• **Task to carry out**:
For the records below, the count of lines that hold "area" is required; give only that number.

** Information given follows **

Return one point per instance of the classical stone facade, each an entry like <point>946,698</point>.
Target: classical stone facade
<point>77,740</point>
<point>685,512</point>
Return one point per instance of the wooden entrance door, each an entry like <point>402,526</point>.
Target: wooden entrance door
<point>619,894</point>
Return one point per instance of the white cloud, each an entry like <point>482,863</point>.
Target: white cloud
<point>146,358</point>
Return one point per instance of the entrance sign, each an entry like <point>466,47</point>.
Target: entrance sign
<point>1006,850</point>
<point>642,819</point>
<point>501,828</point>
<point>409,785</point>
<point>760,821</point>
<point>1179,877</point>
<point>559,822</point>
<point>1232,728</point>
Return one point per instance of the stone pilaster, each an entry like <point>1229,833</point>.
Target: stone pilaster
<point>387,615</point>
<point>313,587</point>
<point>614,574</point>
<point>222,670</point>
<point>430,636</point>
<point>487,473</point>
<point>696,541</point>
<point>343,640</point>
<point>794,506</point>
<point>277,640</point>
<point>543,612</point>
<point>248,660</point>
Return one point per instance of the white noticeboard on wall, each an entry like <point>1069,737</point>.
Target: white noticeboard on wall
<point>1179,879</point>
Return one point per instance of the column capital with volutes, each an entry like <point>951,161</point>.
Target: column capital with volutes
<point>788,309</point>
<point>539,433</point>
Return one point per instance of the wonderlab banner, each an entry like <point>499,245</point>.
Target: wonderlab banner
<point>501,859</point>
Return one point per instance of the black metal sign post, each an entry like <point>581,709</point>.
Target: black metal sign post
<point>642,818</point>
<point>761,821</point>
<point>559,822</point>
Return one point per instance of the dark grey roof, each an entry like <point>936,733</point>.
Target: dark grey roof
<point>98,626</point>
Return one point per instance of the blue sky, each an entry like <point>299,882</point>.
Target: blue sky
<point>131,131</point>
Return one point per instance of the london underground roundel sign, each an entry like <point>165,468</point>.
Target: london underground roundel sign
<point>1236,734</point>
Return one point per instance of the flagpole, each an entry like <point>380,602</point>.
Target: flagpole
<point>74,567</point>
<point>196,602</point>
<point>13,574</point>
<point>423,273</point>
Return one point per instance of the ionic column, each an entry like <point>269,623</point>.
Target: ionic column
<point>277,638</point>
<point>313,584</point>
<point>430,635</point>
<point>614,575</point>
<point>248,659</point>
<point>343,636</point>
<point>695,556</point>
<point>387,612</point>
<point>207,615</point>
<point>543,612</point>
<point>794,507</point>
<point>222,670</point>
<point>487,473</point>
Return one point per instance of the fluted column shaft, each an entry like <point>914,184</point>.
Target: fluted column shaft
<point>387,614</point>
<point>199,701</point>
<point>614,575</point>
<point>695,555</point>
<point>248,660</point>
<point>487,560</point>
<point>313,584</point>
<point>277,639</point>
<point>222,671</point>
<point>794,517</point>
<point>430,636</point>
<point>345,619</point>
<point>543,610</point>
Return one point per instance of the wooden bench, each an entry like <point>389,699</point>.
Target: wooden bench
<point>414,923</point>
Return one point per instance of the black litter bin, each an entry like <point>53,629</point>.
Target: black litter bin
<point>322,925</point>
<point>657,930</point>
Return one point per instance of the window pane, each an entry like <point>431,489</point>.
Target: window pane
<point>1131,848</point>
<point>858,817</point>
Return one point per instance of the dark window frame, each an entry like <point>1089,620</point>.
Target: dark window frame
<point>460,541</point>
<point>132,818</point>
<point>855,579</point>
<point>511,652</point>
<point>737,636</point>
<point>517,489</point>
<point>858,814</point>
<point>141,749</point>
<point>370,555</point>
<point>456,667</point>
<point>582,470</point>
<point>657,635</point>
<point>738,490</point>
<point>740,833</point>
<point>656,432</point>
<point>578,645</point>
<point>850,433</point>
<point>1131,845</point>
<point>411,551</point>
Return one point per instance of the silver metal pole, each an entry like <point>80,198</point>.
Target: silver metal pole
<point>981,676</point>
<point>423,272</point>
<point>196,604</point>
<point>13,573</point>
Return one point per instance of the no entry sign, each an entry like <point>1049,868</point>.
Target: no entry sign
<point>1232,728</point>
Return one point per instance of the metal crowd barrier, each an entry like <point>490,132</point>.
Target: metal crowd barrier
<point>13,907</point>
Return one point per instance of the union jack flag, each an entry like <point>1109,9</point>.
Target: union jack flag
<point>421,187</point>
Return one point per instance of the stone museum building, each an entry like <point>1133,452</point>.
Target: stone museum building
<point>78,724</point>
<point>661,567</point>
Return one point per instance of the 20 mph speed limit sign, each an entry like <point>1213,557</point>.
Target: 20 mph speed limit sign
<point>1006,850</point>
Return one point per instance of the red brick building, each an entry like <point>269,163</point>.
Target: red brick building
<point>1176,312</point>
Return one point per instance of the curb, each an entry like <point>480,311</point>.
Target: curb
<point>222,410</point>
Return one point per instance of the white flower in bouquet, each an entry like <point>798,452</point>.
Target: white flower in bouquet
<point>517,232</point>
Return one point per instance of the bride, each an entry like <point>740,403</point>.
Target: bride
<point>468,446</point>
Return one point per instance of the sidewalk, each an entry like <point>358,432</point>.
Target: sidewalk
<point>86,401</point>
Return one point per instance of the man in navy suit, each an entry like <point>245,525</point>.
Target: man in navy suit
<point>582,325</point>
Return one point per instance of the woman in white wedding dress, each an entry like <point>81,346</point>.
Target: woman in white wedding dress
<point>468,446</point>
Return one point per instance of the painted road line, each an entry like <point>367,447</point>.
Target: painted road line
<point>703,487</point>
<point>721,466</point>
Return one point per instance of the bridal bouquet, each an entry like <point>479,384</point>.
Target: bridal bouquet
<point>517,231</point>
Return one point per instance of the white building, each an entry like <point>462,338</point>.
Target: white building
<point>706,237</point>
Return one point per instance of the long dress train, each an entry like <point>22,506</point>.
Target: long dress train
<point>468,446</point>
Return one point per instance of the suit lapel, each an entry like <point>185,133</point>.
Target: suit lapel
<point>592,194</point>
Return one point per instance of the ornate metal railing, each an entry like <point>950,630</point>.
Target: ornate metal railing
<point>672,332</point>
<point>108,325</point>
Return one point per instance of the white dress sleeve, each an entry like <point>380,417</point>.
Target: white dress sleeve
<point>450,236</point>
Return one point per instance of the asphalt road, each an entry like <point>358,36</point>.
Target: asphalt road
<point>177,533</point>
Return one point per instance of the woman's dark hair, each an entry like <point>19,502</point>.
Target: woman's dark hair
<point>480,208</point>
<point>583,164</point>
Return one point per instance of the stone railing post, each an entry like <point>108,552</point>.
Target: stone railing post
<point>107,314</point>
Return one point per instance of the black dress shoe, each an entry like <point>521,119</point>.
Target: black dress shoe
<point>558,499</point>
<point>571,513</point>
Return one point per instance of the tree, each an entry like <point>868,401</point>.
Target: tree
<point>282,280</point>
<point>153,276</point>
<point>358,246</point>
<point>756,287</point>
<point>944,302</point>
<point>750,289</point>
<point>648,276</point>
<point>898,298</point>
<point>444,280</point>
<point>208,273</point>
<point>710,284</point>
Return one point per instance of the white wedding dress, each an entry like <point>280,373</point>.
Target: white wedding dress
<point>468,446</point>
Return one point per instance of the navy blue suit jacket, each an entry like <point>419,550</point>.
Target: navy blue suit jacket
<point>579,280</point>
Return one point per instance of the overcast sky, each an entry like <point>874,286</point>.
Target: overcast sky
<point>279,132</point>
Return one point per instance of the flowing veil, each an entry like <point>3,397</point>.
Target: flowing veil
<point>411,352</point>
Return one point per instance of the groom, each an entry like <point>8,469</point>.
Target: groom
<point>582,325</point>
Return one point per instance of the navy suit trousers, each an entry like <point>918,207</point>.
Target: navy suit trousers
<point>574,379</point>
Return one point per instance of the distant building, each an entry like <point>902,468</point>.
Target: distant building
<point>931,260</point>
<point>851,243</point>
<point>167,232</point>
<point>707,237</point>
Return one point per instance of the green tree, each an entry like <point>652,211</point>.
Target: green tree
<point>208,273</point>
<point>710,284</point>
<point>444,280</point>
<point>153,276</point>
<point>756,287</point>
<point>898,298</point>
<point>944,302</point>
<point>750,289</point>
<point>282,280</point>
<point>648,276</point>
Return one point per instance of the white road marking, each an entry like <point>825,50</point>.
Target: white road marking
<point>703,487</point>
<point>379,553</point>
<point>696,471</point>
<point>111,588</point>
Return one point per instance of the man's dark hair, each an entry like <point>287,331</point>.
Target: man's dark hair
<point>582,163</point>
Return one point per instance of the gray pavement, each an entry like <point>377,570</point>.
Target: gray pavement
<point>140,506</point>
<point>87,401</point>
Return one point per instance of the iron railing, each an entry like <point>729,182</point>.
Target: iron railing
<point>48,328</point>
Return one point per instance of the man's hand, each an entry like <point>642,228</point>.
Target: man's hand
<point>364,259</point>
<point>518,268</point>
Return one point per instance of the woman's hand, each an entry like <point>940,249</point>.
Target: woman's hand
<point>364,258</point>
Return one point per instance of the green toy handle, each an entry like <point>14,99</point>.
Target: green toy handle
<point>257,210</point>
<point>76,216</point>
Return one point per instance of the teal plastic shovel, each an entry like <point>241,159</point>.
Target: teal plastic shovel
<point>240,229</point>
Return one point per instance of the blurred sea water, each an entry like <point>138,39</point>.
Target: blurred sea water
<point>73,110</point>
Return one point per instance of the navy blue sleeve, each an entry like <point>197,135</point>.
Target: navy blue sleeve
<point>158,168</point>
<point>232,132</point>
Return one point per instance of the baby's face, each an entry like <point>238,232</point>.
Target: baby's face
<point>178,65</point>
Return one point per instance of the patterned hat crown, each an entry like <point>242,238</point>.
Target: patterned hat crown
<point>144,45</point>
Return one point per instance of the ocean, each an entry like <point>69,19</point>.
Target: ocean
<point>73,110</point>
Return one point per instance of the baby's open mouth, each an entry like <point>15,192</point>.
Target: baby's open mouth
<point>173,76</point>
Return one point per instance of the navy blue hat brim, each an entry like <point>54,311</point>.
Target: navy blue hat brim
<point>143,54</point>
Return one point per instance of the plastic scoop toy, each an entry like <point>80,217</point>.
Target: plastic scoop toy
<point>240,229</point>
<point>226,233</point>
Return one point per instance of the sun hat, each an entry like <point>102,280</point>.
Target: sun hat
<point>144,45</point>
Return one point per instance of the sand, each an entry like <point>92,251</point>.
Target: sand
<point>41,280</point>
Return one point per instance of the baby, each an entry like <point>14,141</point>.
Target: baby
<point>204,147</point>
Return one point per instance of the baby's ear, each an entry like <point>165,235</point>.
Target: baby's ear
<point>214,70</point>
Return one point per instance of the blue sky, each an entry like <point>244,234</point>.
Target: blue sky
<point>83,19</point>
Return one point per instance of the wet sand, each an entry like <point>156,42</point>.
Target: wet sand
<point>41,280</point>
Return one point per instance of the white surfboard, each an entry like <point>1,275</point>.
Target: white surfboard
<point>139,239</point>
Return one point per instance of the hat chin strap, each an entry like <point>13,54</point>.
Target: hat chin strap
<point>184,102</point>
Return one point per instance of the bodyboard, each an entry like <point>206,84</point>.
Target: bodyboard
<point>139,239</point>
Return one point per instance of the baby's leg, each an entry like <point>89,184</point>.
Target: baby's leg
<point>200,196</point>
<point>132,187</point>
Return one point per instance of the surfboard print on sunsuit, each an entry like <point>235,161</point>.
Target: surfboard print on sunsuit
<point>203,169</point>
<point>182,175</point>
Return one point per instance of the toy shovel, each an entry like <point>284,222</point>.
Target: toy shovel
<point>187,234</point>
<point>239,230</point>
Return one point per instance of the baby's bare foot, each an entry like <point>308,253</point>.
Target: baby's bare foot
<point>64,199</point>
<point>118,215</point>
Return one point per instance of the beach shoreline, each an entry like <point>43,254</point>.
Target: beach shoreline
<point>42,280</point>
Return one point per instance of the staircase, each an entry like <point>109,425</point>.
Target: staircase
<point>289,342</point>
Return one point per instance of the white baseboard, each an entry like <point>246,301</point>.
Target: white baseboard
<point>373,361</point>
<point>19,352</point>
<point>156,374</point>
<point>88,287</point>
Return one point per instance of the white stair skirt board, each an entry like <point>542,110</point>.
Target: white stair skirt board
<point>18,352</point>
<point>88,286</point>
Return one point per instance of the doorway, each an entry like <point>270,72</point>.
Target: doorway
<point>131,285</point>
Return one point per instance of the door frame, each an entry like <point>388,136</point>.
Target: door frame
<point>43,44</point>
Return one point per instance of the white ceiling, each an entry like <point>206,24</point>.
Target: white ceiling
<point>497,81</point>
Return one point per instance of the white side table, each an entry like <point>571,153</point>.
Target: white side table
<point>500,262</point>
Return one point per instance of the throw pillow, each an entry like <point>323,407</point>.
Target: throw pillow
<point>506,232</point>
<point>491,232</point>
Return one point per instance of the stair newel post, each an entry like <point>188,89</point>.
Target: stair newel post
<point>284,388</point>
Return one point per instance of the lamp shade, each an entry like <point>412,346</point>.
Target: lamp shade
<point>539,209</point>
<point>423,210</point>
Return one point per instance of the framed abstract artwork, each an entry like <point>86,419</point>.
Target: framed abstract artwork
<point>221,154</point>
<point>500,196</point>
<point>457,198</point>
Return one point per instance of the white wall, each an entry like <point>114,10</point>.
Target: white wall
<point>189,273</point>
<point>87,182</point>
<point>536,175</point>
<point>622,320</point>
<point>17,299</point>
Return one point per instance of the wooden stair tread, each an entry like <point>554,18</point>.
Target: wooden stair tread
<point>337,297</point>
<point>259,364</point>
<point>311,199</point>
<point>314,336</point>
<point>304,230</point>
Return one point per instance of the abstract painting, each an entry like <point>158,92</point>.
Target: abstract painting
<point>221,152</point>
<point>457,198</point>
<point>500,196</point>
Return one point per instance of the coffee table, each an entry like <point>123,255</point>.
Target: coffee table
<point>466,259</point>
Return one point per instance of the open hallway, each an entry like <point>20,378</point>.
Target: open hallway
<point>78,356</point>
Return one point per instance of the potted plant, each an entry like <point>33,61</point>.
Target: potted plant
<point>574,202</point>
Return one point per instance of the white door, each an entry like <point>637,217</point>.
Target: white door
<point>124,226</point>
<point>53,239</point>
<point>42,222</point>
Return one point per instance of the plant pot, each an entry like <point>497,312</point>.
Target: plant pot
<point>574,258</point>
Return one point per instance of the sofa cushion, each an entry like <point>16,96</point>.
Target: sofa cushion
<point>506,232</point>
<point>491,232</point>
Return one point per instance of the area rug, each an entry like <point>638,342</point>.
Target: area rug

** End of Information given **

• **Expected answer**:
2